Segment Start: Records for the exercise
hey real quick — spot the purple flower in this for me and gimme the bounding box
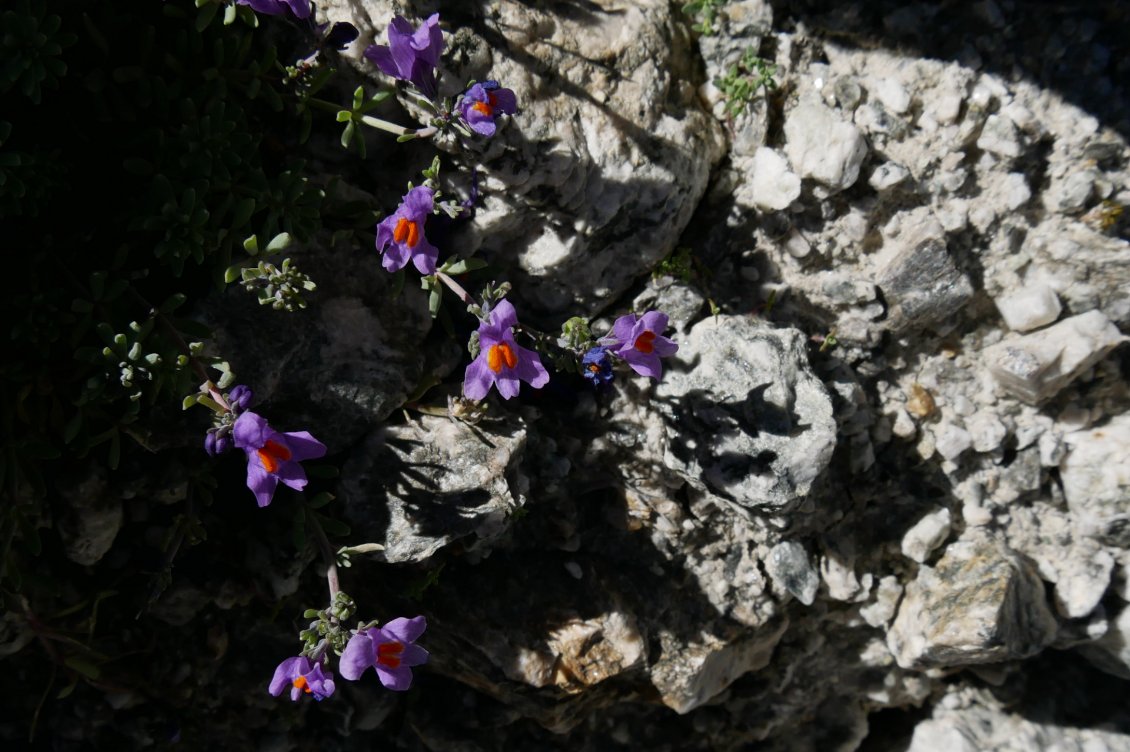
[364,14,443,99]
[458,81,518,137]
[232,412,327,508]
[236,0,311,20]
[322,21,360,51]
[581,346,614,387]
[376,186,439,275]
[463,299,549,401]
[269,655,335,701]
[604,311,679,379]
[339,616,429,691]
Segment End: Records for the exercise
- [The task]: Please transcribe the entries exactly, omitting the images.

- [Output below]:
hey real quick — spot the purple flower in this for me and gimme the bounding box
[364,14,443,99]
[458,81,518,137]
[232,412,327,508]
[236,0,311,20]
[322,21,360,51]
[581,346,614,387]
[376,186,439,275]
[463,299,549,401]
[269,655,335,701]
[604,311,679,379]
[339,616,429,691]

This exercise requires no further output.